Tasks
1/ In the article on Tester's rural mental health roadmap, rewrite the passage that opens with "(U.S. SENATE) –" and closes with "serve in rural America.", changing "doctors" to "physicians".
2/ According to the article on Tester's rural mental health roadmap, how many veterans does Montana have?
3/ Pick up the article on Senator Tester's rural mental health roadmap where it stops and keep writing.

[Extracted text]

Tester: New roadmap will improve mental health care in rural America

(U.S. SENATE) – Senator Jon Tester is proposing a new “roadmap” to increase access to mental health care in rural America.

Tester is calling for the Departments of Veterans’ Affairs and Health and Human Services to improve rural mental health care treatment, particularly for Montana’s 103,000 veterans.

Tester, who recently chaired a Senate Veterans’ Affairs Committee field hearing in Billings, wants the departments to redouble their efforts to bring more doctors and cost-saving technologies to rural areas.  He also highlighted the need for more mental health professionals to serve in rural America.

“It was clear from my discussions with veterans, providers, VA officials, and advocates that the VA’s inability to recruit and retain health professionals in rural communities is an increasing concern,” Tester wrote the departments’ leaders.  “To what extent does HHS and VA currently collaborate to educate and train the medical professional workforce for service in rural America?”

Tester noted that staffing shortfalls force veterans to travel farther, pay more, and wait longer for needed care.  He also pushed the agencies to work with the Indian Health Service – a part of the Department of Health and Human Services – to improve care for Native Americans.

[/Extracted text]
[Listed entries]

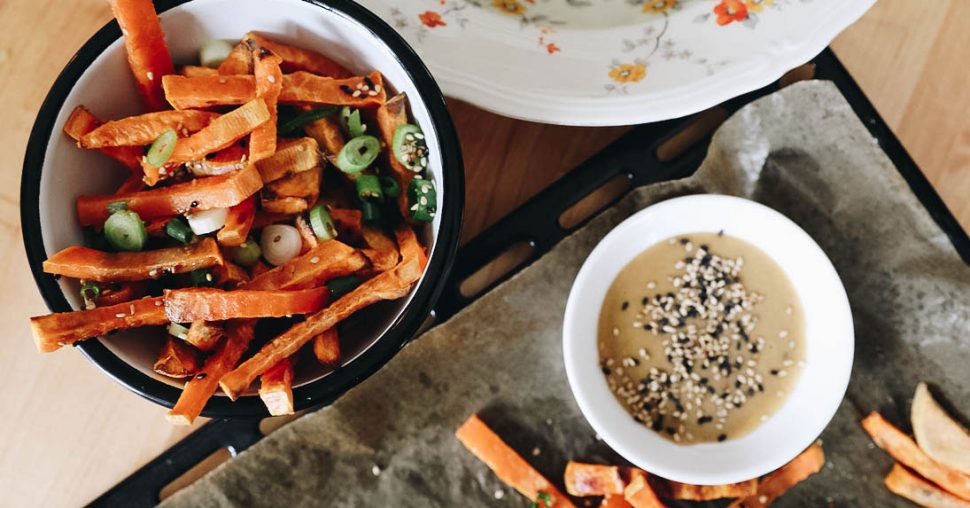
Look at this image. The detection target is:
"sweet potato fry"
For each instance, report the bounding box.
[259,358,293,416]
[216,42,253,76]
[247,44,283,162]
[219,253,421,400]
[165,287,330,323]
[30,297,168,353]
[111,0,175,111]
[885,464,970,508]
[243,240,367,292]
[623,469,665,508]
[80,110,219,148]
[313,328,340,367]
[862,411,970,501]
[178,65,219,78]
[455,415,574,508]
[216,196,256,247]
[361,226,399,272]
[64,106,142,171]
[565,461,626,497]
[728,443,825,508]
[256,138,321,183]
[259,196,310,215]
[377,94,414,218]
[77,165,263,226]
[303,118,346,157]
[44,238,223,282]
[154,335,201,379]
[244,32,353,78]
[185,321,225,353]
[162,72,386,109]
[163,322,256,425]
[263,166,323,201]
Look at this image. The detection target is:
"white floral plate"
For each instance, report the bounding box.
[358,0,875,125]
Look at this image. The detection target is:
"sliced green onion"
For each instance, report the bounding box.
[408,178,438,222]
[167,323,189,340]
[310,205,337,241]
[360,199,381,224]
[327,275,361,300]
[190,268,215,288]
[105,201,128,215]
[354,175,384,201]
[104,210,148,251]
[230,238,263,268]
[81,281,101,310]
[380,176,401,199]
[276,106,337,137]
[145,129,179,168]
[334,135,381,173]
[391,123,428,173]
[165,217,195,245]
[199,39,232,69]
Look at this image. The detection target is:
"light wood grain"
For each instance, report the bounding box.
[0,0,970,507]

[/Listed entries]

Answers to the exercise
1/
(U.S. SENATE) – Senator Jon Tester is proposing a new “roadmap” to increase access to mental health care in rural America.

Tester is calling for the Departments of Veterans’ Affairs and Health and Human Services to improve rural mental health care treatment, particularly for Montana’s 103,000 veterans.

Tester, who recently chaired a Senate Veterans’ Affairs Committee field hearing in Billings, wants the departments to redouble their efforts to bring more physicians and cost-saving technologies to rural areas.  He also highlighted the need for more mental health professionals to serve in rural America.

2/ 103,000

3/
“With the chronic shortage of mental health providers in rural America, and the increasing number of men and women returning from overseas with complex and hidden wounds of war, this is an issue that will only get more difficult to address unless prompt and significant actions are taken,” Tester wrote.

The VA has treated more than 207,000 veterans of Iraq and Afghanistan for Post-Traumatic Stress Disorder.

“It’s critical that these two agencies work together,” said Matt Kuntz, Executive Director for the National Alliance on Mental Illness in Montana.  “Resources are scarce in rural Montana and we can’t let red tape prevent veterans from getting the services they need.  I appreciate Senator Tester pushing this issue forward because rural Montanans deserve quality mental health care.”

Tester, Montana’s only member of the Senate Veterans’ Affairs Committee, recently called the VA’s announcement that it will hire 1,600 mental health workers nationwide a ‘much-needed step forward.’  His letter to VA Secretary Eric Shinseki and Health and Human Services Secretary Kathleen Sebelius is available online HERE.